▶ [PROBLEM REQUIREMENTS]
Rewrite the listing below with every "target" changed to "object" and everything else left as it is. Leave the pictures out.
########
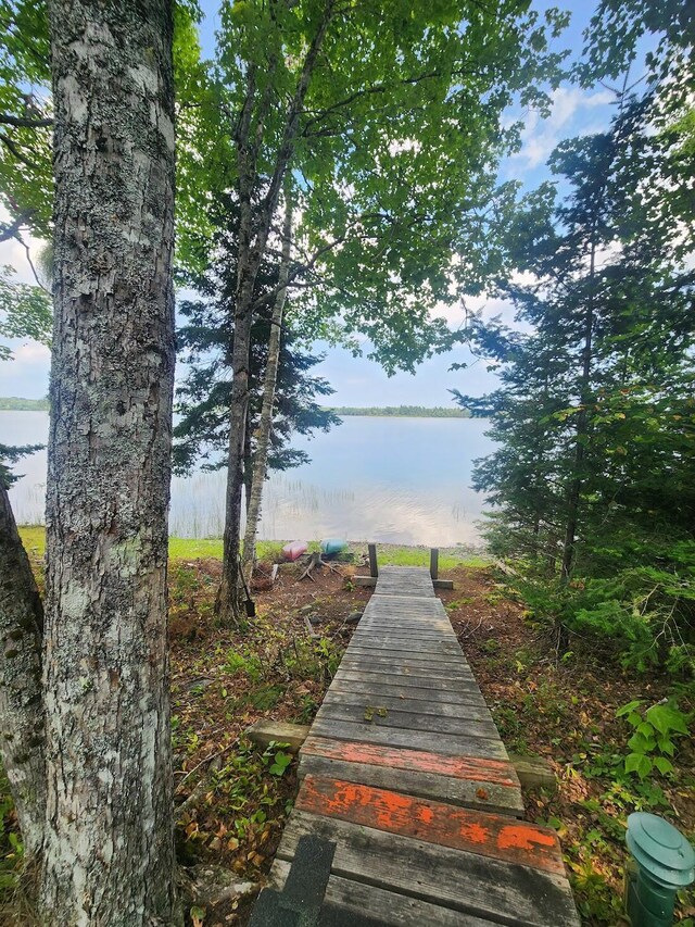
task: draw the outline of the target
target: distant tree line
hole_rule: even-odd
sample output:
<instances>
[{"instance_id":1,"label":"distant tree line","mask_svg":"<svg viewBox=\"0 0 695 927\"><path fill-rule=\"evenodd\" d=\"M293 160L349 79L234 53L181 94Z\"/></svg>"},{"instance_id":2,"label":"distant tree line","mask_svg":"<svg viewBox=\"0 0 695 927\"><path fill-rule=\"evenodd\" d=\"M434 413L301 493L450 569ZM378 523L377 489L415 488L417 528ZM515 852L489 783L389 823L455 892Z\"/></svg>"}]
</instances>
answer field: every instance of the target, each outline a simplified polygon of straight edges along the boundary
<instances>
[{"instance_id":1,"label":"distant tree line","mask_svg":"<svg viewBox=\"0 0 695 927\"><path fill-rule=\"evenodd\" d=\"M388 415L400 418L470 418L468 409L444 405L340 405L331 406L336 415Z\"/></svg>"},{"instance_id":2,"label":"distant tree line","mask_svg":"<svg viewBox=\"0 0 695 927\"><path fill-rule=\"evenodd\" d=\"M20 399L0 397L0 412L48 412L48 399Z\"/></svg>"}]
</instances>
########
▶ [ANSWER IN FULL]
task: draw the outline of the object
object: distant tree line
hole_rule: even-odd
sample output:
<instances>
[{"instance_id":1,"label":"distant tree line","mask_svg":"<svg viewBox=\"0 0 695 927\"><path fill-rule=\"evenodd\" d=\"M293 160L349 79L234 53L181 94Z\"/></svg>"},{"instance_id":2,"label":"distant tree line","mask_svg":"<svg viewBox=\"0 0 695 927\"><path fill-rule=\"evenodd\" d=\"M434 413L301 493L450 569ZM378 523L377 489L415 488L417 528ZM515 852L489 783L389 823L455 892Z\"/></svg>"}]
</instances>
answer field: every instance of the object, each outline a simplified polygon of straight edges along the boundary
<instances>
[{"instance_id":1,"label":"distant tree line","mask_svg":"<svg viewBox=\"0 0 695 927\"><path fill-rule=\"evenodd\" d=\"M388 415L400 418L470 418L468 409L444 405L340 405L331 406L336 415Z\"/></svg>"},{"instance_id":2,"label":"distant tree line","mask_svg":"<svg viewBox=\"0 0 695 927\"><path fill-rule=\"evenodd\" d=\"M20 399L0 397L0 412L48 412L48 399Z\"/></svg>"}]
</instances>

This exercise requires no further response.